(Point labeling examples)
%%
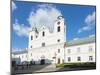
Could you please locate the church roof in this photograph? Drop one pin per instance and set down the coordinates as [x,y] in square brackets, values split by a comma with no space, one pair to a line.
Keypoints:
[19,52]
[81,41]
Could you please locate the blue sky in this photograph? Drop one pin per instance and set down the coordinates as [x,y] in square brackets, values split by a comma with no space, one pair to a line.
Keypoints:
[79,19]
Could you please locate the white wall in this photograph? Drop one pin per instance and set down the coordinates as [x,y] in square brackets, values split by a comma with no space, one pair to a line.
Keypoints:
[84,53]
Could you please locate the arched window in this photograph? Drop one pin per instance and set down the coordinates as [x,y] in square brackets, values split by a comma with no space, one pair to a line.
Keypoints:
[58,29]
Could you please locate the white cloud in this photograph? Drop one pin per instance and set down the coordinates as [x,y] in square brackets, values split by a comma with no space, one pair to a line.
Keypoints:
[90,19]
[93,35]
[46,14]
[90,23]
[13,6]
[75,38]
[20,29]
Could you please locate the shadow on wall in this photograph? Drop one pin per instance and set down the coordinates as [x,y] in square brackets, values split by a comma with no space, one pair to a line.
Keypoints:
[30,67]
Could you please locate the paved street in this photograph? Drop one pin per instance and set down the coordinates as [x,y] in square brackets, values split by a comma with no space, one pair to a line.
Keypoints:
[46,68]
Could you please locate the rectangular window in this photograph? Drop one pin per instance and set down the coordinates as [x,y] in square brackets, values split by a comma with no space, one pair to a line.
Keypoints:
[58,29]
[78,58]
[31,37]
[31,54]
[69,51]
[78,50]
[69,59]
[43,34]
[90,58]
[43,44]
[90,49]
[58,50]
[31,46]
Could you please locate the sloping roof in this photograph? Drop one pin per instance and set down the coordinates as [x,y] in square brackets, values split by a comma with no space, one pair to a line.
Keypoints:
[19,52]
[81,41]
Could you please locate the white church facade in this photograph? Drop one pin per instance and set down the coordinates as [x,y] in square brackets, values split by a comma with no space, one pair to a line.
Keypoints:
[46,47]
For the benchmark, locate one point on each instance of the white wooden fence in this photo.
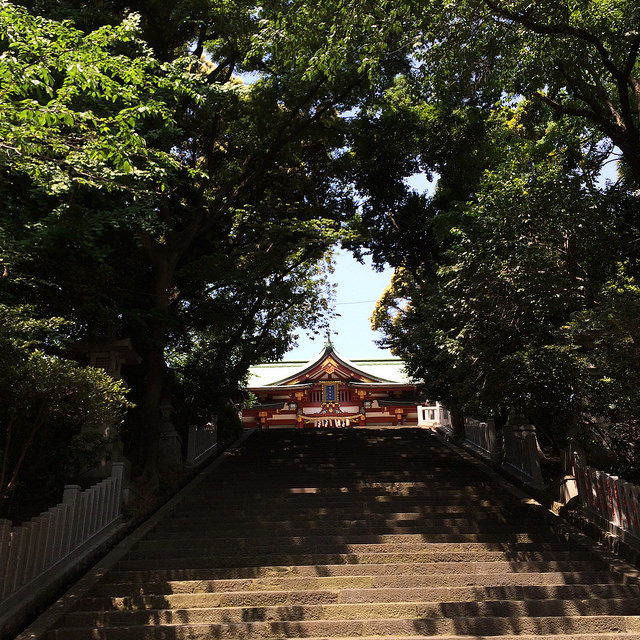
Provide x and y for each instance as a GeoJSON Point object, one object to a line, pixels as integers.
{"type": "Point", "coordinates": [521, 454]}
{"type": "Point", "coordinates": [481, 436]}
{"type": "Point", "coordinates": [30, 550]}
{"type": "Point", "coordinates": [611, 499]}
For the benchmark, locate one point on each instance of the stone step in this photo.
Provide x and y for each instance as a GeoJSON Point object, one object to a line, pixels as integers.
{"type": "Point", "coordinates": [382, 627]}
{"type": "Point", "coordinates": [343, 595]}
{"type": "Point", "coordinates": [441, 543]}
{"type": "Point", "coordinates": [181, 560]}
{"type": "Point", "coordinates": [446, 568]}
{"type": "Point", "coordinates": [135, 585]}
{"type": "Point", "coordinates": [416, 518]}
{"type": "Point", "coordinates": [360, 611]}
{"type": "Point", "coordinates": [369, 534]}
{"type": "Point", "coordinates": [360, 526]}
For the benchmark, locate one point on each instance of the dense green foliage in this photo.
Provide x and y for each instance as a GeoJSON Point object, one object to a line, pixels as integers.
{"type": "Point", "coordinates": [516, 279]}
{"type": "Point", "coordinates": [177, 182]}
{"type": "Point", "coordinates": [177, 171]}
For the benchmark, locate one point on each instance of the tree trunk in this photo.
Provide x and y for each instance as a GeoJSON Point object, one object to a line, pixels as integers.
{"type": "Point", "coordinates": [146, 441]}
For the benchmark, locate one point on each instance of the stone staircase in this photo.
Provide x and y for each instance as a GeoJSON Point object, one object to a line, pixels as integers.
{"type": "Point", "coordinates": [361, 533]}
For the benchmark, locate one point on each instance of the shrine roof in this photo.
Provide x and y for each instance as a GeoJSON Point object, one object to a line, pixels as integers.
{"type": "Point", "coordinates": [375, 370]}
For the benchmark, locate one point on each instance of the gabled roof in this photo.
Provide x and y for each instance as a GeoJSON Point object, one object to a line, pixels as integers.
{"type": "Point", "coordinates": [328, 365]}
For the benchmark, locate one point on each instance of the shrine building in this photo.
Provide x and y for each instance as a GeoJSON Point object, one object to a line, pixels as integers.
{"type": "Point", "coordinates": [331, 391]}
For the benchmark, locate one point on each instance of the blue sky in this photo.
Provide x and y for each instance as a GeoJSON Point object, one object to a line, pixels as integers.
{"type": "Point", "coordinates": [359, 288]}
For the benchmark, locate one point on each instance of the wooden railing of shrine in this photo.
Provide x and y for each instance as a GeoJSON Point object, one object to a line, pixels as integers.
{"type": "Point", "coordinates": [39, 547]}
{"type": "Point", "coordinates": [202, 442]}
{"type": "Point", "coordinates": [612, 501]}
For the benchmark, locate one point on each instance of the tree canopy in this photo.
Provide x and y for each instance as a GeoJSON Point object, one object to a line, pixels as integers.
{"type": "Point", "coordinates": [177, 172]}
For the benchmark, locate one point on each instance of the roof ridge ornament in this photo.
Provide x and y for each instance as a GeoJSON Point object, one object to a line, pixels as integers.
{"type": "Point", "coordinates": [328, 344]}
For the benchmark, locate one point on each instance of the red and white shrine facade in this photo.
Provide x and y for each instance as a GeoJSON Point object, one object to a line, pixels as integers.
{"type": "Point", "coordinates": [331, 391]}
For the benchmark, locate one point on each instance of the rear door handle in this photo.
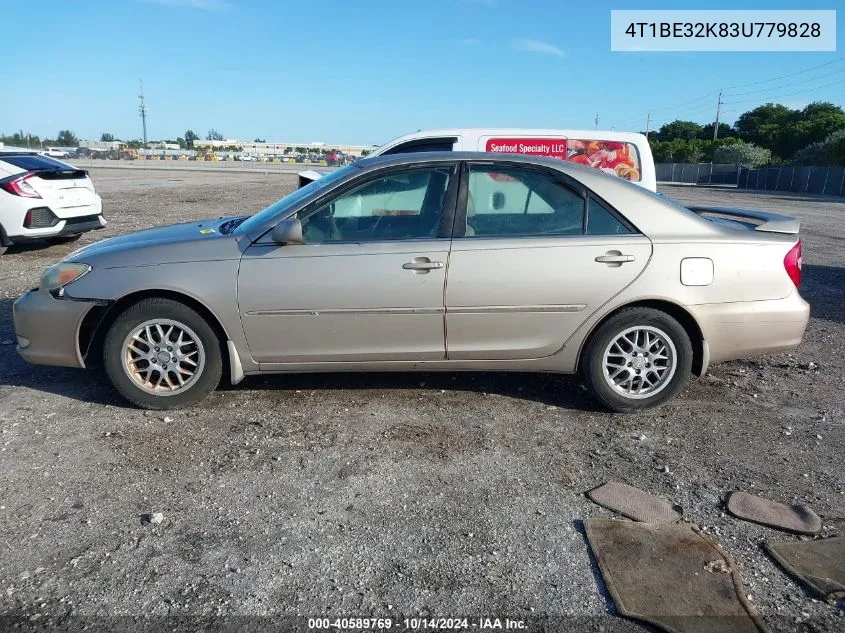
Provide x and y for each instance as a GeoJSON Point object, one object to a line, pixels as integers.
{"type": "Point", "coordinates": [614, 257]}
{"type": "Point", "coordinates": [421, 264]}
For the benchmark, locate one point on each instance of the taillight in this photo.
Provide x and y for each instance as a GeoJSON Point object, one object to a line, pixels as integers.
{"type": "Point", "coordinates": [18, 186]}
{"type": "Point", "coordinates": [792, 263]}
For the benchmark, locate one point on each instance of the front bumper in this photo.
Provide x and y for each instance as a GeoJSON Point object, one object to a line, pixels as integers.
{"type": "Point", "coordinates": [48, 328]}
{"type": "Point", "coordinates": [748, 328]}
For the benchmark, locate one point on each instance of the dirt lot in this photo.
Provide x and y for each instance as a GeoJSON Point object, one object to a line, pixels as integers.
{"type": "Point", "coordinates": [392, 495]}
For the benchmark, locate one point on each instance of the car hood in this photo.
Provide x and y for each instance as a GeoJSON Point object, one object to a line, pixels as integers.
{"type": "Point", "coordinates": [189, 241]}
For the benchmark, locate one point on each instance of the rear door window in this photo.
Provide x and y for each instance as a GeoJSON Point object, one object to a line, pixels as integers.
{"type": "Point", "coordinates": [398, 206]}
{"type": "Point", "coordinates": [511, 201]}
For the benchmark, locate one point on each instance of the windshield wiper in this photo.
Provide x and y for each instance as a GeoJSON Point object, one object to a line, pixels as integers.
{"type": "Point", "coordinates": [230, 225]}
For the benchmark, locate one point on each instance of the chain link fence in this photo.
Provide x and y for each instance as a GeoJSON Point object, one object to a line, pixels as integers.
{"type": "Point", "coordinates": [698, 173]}
{"type": "Point", "coordinates": [821, 180]}
{"type": "Point", "coordinates": [795, 178]}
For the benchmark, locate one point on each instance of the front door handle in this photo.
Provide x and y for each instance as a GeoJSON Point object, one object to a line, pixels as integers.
{"type": "Point", "coordinates": [614, 257]}
{"type": "Point", "coordinates": [421, 265]}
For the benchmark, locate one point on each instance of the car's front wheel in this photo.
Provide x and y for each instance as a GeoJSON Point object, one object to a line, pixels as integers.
{"type": "Point", "coordinates": [637, 359]}
{"type": "Point", "coordinates": [161, 354]}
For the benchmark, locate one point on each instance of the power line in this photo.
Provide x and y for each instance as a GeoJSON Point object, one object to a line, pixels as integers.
{"type": "Point", "coordinates": [788, 85]}
{"type": "Point", "coordinates": [635, 118]}
{"type": "Point", "coordinates": [788, 94]}
{"type": "Point", "coordinates": [798, 72]}
{"type": "Point", "coordinates": [639, 117]}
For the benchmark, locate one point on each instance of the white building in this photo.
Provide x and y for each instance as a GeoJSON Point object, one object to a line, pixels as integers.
{"type": "Point", "coordinates": [280, 149]}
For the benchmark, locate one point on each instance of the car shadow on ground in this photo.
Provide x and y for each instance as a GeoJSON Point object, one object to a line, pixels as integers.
{"type": "Point", "coordinates": [92, 386]}
{"type": "Point", "coordinates": [557, 390]}
{"type": "Point", "coordinates": [823, 287]}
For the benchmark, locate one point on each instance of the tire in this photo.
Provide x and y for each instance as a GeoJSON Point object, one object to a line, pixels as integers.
{"type": "Point", "coordinates": [199, 363]}
{"type": "Point", "coordinates": [616, 371]}
{"type": "Point", "coordinates": [64, 239]}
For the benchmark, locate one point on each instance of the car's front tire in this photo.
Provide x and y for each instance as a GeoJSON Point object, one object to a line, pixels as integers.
{"type": "Point", "coordinates": [638, 359]}
{"type": "Point", "coordinates": [161, 354]}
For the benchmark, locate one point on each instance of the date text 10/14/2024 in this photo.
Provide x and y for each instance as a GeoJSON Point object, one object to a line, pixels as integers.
{"type": "Point", "coordinates": [418, 624]}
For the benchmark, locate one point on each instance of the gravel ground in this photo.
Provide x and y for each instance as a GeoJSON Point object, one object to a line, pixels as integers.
{"type": "Point", "coordinates": [392, 495]}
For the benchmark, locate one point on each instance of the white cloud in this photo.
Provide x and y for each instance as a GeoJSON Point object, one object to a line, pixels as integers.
{"type": "Point", "coordinates": [536, 46]}
{"type": "Point", "coordinates": [201, 5]}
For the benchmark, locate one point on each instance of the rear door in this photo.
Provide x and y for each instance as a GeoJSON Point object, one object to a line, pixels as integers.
{"type": "Point", "coordinates": [533, 256]}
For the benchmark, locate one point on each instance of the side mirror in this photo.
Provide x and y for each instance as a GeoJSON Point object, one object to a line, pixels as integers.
{"type": "Point", "coordinates": [287, 232]}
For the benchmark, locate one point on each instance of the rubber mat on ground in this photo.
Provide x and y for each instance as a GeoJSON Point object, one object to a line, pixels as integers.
{"type": "Point", "coordinates": [799, 518]}
{"type": "Point", "coordinates": [819, 564]}
{"type": "Point", "coordinates": [634, 503]}
{"type": "Point", "coordinates": [671, 576]}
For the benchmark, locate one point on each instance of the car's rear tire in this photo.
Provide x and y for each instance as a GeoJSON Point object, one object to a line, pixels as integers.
{"type": "Point", "coordinates": [161, 354]}
{"type": "Point", "coordinates": [638, 359]}
{"type": "Point", "coordinates": [65, 239]}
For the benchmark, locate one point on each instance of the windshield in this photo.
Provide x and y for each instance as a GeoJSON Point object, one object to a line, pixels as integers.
{"type": "Point", "coordinates": [290, 200]}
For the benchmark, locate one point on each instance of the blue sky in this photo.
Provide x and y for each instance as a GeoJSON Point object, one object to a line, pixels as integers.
{"type": "Point", "coordinates": [369, 70]}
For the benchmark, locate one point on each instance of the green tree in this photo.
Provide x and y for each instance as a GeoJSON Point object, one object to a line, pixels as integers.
{"type": "Point", "coordinates": [679, 129]}
{"type": "Point", "coordinates": [813, 124]}
{"type": "Point", "coordinates": [742, 153]}
{"type": "Point", "coordinates": [765, 125]}
{"type": "Point", "coordinates": [66, 138]}
{"type": "Point", "coordinates": [190, 137]}
{"type": "Point", "coordinates": [725, 131]}
{"type": "Point", "coordinates": [830, 151]}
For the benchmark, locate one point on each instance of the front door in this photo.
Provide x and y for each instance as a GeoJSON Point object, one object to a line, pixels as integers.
{"type": "Point", "coordinates": [367, 284]}
{"type": "Point", "coordinates": [537, 258]}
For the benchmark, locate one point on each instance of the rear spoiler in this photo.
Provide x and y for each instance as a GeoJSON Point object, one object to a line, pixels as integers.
{"type": "Point", "coordinates": [307, 177]}
{"type": "Point", "coordinates": [60, 174]}
{"type": "Point", "coordinates": [759, 220]}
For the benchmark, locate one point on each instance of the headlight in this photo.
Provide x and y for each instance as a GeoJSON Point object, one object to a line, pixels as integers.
{"type": "Point", "coordinates": [60, 275]}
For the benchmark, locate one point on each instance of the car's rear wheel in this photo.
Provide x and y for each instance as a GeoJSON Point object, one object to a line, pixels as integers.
{"type": "Point", "coordinates": [161, 354]}
{"type": "Point", "coordinates": [637, 359]}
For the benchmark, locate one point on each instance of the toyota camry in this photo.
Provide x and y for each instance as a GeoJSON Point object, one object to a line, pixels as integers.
{"type": "Point", "coordinates": [429, 262]}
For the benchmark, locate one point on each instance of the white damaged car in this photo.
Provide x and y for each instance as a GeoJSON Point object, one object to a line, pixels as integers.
{"type": "Point", "coordinates": [44, 198]}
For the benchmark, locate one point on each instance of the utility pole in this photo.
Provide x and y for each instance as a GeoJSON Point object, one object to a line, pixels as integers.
{"type": "Point", "coordinates": [143, 110]}
{"type": "Point", "coordinates": [718, 112]}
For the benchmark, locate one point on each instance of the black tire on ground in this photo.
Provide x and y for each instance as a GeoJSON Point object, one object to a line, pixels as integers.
{"type": "Point", "coordinates": [592, 359]}
{"type": "Point", "coordinates": [160, 308]}
{"type": "Point", "coordinates": [65, 239]}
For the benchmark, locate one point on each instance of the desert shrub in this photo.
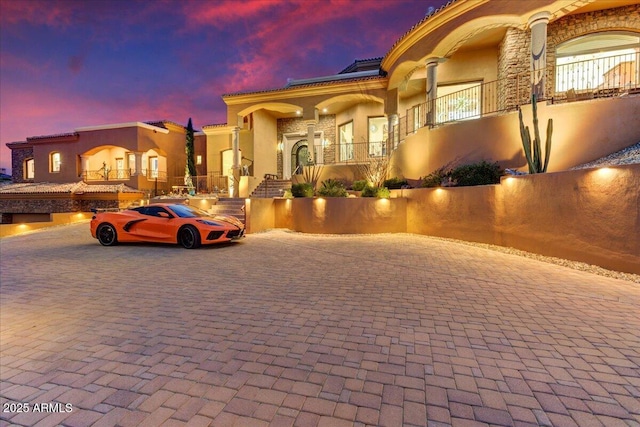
%%
The task:
Gather every line of the items above that contains the word "wheel", and copy each one in full.

Answer to the exercise:
For the benchmark, locate one point on each instance of the car's front wheel in this photo.
For the benchmark, locate one point on each instance of the car's rear wheel in this photo.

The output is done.